What is expected
Would you transcribe the line containing "Target: window sill" and every line after it, through the end of the records below, exactly and with nothing else?
+-------+
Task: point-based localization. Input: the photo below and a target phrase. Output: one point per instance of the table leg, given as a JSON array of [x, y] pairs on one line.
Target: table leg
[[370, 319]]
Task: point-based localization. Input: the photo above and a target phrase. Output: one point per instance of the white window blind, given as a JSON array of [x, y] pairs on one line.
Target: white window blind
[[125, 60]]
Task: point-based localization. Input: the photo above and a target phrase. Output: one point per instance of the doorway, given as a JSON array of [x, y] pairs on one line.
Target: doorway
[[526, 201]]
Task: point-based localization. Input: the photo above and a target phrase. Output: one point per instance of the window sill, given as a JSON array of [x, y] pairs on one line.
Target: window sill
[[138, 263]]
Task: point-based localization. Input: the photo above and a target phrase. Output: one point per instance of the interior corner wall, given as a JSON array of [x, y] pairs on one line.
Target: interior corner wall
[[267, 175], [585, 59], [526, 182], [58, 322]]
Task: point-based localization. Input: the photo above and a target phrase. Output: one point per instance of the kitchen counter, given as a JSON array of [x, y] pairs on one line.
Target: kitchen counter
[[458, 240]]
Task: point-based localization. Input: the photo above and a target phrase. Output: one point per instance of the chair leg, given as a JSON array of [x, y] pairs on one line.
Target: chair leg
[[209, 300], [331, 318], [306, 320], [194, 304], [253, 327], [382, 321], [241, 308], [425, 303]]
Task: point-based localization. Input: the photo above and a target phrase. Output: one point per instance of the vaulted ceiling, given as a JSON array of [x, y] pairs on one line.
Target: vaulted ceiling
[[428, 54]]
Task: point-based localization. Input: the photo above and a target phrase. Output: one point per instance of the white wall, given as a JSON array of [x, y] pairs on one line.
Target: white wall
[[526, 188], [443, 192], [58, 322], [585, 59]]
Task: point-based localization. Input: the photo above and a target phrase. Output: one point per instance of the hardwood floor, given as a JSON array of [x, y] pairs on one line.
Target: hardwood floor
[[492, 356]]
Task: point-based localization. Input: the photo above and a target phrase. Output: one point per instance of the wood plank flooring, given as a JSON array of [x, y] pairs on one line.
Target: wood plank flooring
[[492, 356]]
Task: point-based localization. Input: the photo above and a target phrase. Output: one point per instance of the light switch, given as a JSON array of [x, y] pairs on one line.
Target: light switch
+-------+
Solution for this task
Target: window sill
[[138, 263]]
Task: point-based localization. Input: the photo above and a target phrase. Output: one point per instance of the interior corner wall, given as a JSON array of [x, y] pairs on one line.
Target: interior corner wall
[[267, 175], [585, 59], [526, 182], [58, 322]]
Task: point-based localization. Input: the photo above and a target phrase. Output: one point per instance of the kitchen counter, given as a JSON array of [x, y] pairs on one line.
Target: kitchen counter
[[458, 240]]
Task: point-based localization. Input: the photo above and a target phrase. Output: one point per instance of the chair leg, given as a JSON array of [x, y] pairs on one line.
Target: chair leg
[[209, 300], [331, 318], [306, 320], [194, 304], [253, 327], [382, 321], [241, 308], [425, 303]]
Task: point-based localization. Input: the photo above and a target phrase. Output: one point per instance of the vaulted ceiling, given as a JSON array of [x, y] pairs on one line.
Target: vaulted ceiling
[[428, 54]]
Task: point-based localization. Input: the photo above and a target phrase. Output: one point per instance of the white wall, given as a JSON array of [x, y] pairs on one line.
Target: white wall
[[526, 188], [443, 192], [58, 322], [585, 59]]
Task: point-based localization. Input: the photo above and a target phrase. Output: one point per instance of the hardwood floor, given as a JSON array of [x, y] pairs on one line.
Target: hardwood floor
[[492, 356]]
Task: point-based localization. Input: the photo above and a target phrase. Output: one point per instance of the wood plank flooring, given as a JSON array of [x, y] pairs on one line.
Target: wood plank flooring
[[492, 356]]
Task: point-based localization. Input: the photo above and a target phrase. Output: one point per instance of the light switch, given as a JSON array of [x, y] pairs on one line.
Target: light switch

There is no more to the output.